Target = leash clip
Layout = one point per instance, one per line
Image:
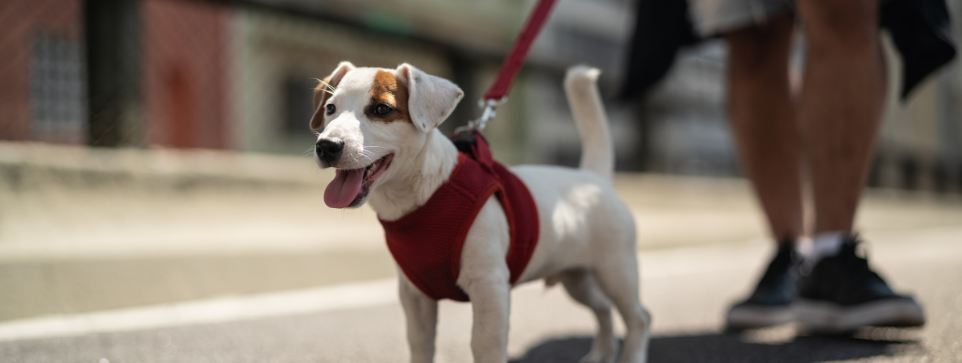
(489, 105)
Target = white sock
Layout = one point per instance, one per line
(825, 244)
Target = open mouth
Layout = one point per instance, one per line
(350, 187)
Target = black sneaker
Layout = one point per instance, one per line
(841, 294)
(771, 302)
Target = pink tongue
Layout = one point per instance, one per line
(344, 188)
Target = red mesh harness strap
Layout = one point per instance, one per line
(427, 242)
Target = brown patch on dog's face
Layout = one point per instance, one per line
(320, 94)
(389, 99)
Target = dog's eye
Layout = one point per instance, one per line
(382, 109)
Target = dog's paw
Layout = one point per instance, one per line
(596, 356)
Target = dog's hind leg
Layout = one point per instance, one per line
(618, 278)
(421, 314)
(583, 288)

━━━━━━━━━━━━━━━━━━━━━━━━━━━━━━

**Task**
Every record is to be repeated exactly, and no picture is carried over.

**Your solution**
Target = leash clip
Layout = one point per instance, one per line
Image:
(489, 105)
Target = white sock
Layout = one point per instance, one per line
(825, 244)
Target = open mouth
Layout = one point per instance, one per line
(350, 187)
Target = black sneaker
Layout = one point per instance, one per line
(841, 294)
(771, 302)
Target = pink tongue
Layout = one point per instance, one per line
(344, 188)
Target = red mesh harness strap
Layout = one point per instance, one per line
(427, 242)
Target = brown patch on dog's face
Layout = one point per instance, one per line
(320, 94)
(389, 99)
Target = dog's eye
Layout = one point per instance, one per line
(382, 109)
Target = dog's paw
Layout = one point per instance, one per line
(596, 356)
Target = dog's hind leg
Layout = one point per instance, one per line
(618, 278)
(421, 314)
(583, 288)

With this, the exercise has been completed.